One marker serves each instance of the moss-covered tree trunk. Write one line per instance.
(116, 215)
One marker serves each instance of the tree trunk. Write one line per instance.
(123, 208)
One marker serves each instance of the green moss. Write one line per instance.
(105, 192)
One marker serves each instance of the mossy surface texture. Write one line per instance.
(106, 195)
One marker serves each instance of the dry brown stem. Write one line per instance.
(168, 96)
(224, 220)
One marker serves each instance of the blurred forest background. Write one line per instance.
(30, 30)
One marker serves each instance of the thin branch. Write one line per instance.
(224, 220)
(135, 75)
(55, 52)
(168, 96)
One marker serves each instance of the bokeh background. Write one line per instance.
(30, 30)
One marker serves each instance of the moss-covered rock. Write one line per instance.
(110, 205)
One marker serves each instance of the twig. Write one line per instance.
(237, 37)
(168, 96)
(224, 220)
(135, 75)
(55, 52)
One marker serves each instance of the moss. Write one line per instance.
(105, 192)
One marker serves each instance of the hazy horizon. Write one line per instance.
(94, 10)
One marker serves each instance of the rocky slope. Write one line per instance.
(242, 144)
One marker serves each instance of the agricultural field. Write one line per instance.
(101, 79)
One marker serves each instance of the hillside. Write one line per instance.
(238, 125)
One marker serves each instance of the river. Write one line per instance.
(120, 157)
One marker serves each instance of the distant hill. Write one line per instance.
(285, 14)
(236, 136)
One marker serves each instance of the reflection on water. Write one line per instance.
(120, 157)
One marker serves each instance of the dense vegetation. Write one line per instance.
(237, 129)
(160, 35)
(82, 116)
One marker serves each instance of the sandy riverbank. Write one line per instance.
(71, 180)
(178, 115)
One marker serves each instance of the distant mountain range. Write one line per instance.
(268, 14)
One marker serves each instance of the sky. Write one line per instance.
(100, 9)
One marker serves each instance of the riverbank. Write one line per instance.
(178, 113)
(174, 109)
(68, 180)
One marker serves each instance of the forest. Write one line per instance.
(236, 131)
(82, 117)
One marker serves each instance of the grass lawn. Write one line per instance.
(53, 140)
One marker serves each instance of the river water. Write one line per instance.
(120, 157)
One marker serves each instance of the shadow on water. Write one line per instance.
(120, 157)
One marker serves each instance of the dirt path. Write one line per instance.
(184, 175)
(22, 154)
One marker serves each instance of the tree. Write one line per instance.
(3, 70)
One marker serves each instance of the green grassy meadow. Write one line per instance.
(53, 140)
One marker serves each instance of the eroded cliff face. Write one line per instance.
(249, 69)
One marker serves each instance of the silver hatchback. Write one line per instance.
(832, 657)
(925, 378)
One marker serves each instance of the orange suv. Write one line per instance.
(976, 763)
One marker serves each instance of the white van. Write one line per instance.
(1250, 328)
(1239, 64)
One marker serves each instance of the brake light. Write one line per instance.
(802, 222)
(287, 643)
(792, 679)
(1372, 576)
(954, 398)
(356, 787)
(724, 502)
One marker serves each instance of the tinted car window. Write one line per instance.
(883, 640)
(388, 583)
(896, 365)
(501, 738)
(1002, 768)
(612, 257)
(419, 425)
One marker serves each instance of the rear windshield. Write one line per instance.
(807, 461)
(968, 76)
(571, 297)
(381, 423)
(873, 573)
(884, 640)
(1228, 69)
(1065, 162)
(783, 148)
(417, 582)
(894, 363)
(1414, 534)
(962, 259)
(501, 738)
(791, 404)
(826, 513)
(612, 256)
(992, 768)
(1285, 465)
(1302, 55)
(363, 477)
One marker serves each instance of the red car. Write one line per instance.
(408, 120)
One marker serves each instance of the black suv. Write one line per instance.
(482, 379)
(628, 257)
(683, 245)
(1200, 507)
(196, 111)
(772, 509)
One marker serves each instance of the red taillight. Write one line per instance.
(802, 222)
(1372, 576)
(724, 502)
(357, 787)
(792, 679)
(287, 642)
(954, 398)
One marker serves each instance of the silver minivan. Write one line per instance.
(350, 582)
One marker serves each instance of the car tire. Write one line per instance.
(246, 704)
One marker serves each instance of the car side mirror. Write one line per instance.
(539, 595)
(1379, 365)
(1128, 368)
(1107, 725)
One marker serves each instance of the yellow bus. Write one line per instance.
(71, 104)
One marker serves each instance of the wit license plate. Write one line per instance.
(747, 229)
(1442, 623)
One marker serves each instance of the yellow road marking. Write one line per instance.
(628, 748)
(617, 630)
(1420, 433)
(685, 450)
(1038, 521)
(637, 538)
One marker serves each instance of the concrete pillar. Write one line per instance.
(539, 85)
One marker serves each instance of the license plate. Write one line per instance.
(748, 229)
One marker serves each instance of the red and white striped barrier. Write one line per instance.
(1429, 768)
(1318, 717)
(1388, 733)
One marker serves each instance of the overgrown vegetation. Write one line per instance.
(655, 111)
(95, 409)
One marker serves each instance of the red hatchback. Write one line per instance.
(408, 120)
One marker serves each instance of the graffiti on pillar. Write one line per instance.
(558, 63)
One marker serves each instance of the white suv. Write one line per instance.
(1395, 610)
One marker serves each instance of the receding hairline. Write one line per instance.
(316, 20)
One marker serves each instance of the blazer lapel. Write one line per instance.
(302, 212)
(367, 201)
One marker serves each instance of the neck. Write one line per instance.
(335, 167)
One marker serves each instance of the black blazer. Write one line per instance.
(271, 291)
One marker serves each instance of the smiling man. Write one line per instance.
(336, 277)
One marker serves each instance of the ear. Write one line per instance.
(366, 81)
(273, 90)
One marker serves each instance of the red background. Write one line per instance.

===

Lay out all the lines above as a numbered list, one per line, and leave out any blank lines.

1. One marker serves each instance of the moss-covered tree trunk. Write one line per instance.
2. (116, 215)
3. One marker serves each instance of the tree trunk. Write one line per instance.
4. (123, 208)
5. One marker serves each instance of the green moss. Write one line per instance.
6. (105, 192)
7. One marker serves each instance of the mossy surface texture. Write one line per instance.
8. (106, 195)
9. One marker serves each instance of the dry brown stem. Write one line per instance.
10. (168, 96)
11. (224, 220)
12. One marker serves each instance of the blurred forest background. Write one line per instance.
13. (30, 30)
14. One marker serves each instance of the thin branch. Write one line per instance.
15. (224, 220)
16. (135, 75)
17. (55, 52)
18. (168, 96)
19. One marker serves each instance of the bokeh background. Write one line per instance.
20. (30, 30)
21. One marker serves each instance of the moss-covered rock. Write one line per instance.
22. (110, 205)
23. One marker serves each instance of the twig. Write one line per instance.
24. (237, 37)
25. (168, 96)
26. (224, 220)
27. (135, 75)
28. (55, 52)
29. One marker serves each instance of the moss. Write one line per instance.
30. (105, 192)
31. One marker serves each instance of the hazy horizon. Write one line per instance.
32. (94, 10)
33. One marker serves each instance of the rocky slope. Write one line per instance.
34. (242, 144)
35. One marker serves each instance of the agricultural field. Write one line per instance.
36. (101, 79)
37. One marker serves each instance of the hillside. Write one line per instance.
38. (238, 125)
39. One marker serves each instance of the river. Write one line per instance.
40. (120, 157)
41. One marker serves each instance of the distant hill. Write one line per instance.
42. (285, 14)
43. (236, 136)
44. One marker serves each instance of the reflection on water. Write one line per instance.
45. (120, 157)
46. One marker serves each instance of the dense vegetation. Write one line per instance.
47. (237, 129)
48. (160, 35)
49. (82, 116)
50. One marker serves each instance of the sandy riverbank. Write one line per instance.
51. (71, 180)
52. (178, 115)
53. One marker serves each instance of the distant mountain range. Write one line per instance.
54. (268, 14)
55. One marker serves each instance of the sky. Write one line per instance.
56. (100, 9)
57. One marker serves each instance of the riverbank. Write one line per instance.
58. (178, 113)
59. (174, 109)
60. (68, 180)
61. One marker serves each instance of the forest. Write one line per instance.
62. (236, 131)
63. (82, 117)
64. One marker serves each instance of the grass lawn. Write one line per instance.
65. (53, 140)
66. One marker serves each instance of the river water. Write one line per instance.
67. (120, 157)
68. One marker serves each instance of the shadow on water. Write one line per instance.
69. (120, 157)
70. One marker serves each instance of the dirt path. Write one line per instance.
71. (184, 175)
72. (22, 154)
73. One marker serves each instance of the tree. Write one line per instance.
74. (3, 70)
75. One marker serves each instance of the green grassy meadow. Write one line per instance.
76. (53, 140)
77. One marker serves each instance of the eroded cliff face. Write one line per instance.
78. (249, 69)
79. One marker serves each instance of the silver hatchback. Write one line per instance.
80. (832, 657)
81. (925, 378)
82. One marker serves each instance of the orange suv. Write one line per instance.
83. (976, 763)
84. One marker serves each instance of the white van. Write one line per instance.
85. (1250, 328)
86. (1239, 64)
87. One marker serves each instance of the brake light. Write one line per instance.
88. (802, 222)
89. (287, 643)
90. (792, 679)
91. (1372, 576)
92. (954, 398)
93. (356, 787)
94. (724, 502)
95. One marker serves each instance of the tinted car window. Write one line per instance.
96. (883, 640)
97. (388, 583)
98. (896, 365)
99. (501, 738)
100. (1002, 768)
101. (612, 257)
102. (419, 425)
103. One marker serves each instance of the rear windshield. Write one line per instance.
104. (807, 461)
105. (968, 76)
106. (571, 297)
107. (381, 423)
108. (873, 573)
109. (884, 640)
110. (1228, 69)
111. (1065, 162)
112. (783, 148)
113. (417, 582)
114. (894, 363)
115. (1414, 534)
116. (962, 259)
117. (501, 738)
118. (791, 404)
119. (826, 513)
120. (612, 256)
121. (992, 768)
122. (1285, 465)
123. (1302, 55)
124. (363, 477)
125. One marker serves each instance of the red car. Write one line per instance.
126. (408, 120)
127. One marker serves each instance of the black suv. Write one line per instance.
128. (482, 379)
129. (628, 257)
130. (683, 245)
131. (1200, 507)
132. (196, 111)
133. (772, 509)
134. One marker serves each instance of the red taillight. Write one line per instance.
135. (802, 222)
136. (1372, 576)
137. (724, 502)
138. (357, 787)
139. (792, 679)
140. (287, 642)
141. (954, 398)
142. One marker serves each instance of the silver minivan. Write one line per instance.
143. (350, 582)
144. One marker serves each instance of the car tire. Write one line per instance.
145. (246, 704)
146. One marker serves each instance of the car side mirror. Write one line per instance.
147. (539, 595)
148. (1379, 365)
149. (1128, 368)
150. (1107, 725)
151. One marker serves each instance of the yellow bus. Write one line per instance.
152. (71, 104)
153. One marker serves each instance of the wit license plate. Write one line per instance.
154. (747, 229)
155. (1442, 623)
156. One marker serves each instance of the yellow road marking. Write one line per instance.
157. (628, 748)
158. (617, 630)
159. (1420, 433)
160. (685, 450)
161. (1038, 521)
162. (637, 538)
163. One marker serves each instance of the concrete pillar. Write one line per instance.
164. (539, 85)
165. One marker serves each instance of the license plate. Write one line per instance.
166. (748, 229)
167. One marker serves each instance of the red and white striped barrier. Write one line per instance.
168. (1429, 768)
169. (1318, 717)
170. (1388, 733)
171. One marker serves each instance of the overgrown vegetation. Write one line per instance.
172. (655, 111)
173. (95, 409)
174. One marker serves each instance of the red hatchback. Write one line per instance.
175. (408, 120)
176. One marker serves each instance of the graffiti on pillar. Write one line per instance.
177. (558, 63)
178. One marker serves each instance of the white suv. Write one line per instance.
179. (1395, 610)
180. One marker serves each instance of the receding hairline. Write one line per instance.
181. (316, 20)
182. One marker serves each instance of the blazer lapel. Write one line per instance.
183. (302, 212)
184. (367, 201)
185. One marker serves each instance of the neck. Write one line per instance.
186. (335, 167)
187. One marker serves each instance of the black blazer. Write one line per instance.
188. (271, 291)
189. One marker serves each instance of the smiling man. Write one line per instance.
190. (336, 277)
191. One marker serves each instance of the ear. Write one line per instance.
192. (366, 81)
193. (273, 90)
194. One marker serves each instance of the red background. Write one line per instance.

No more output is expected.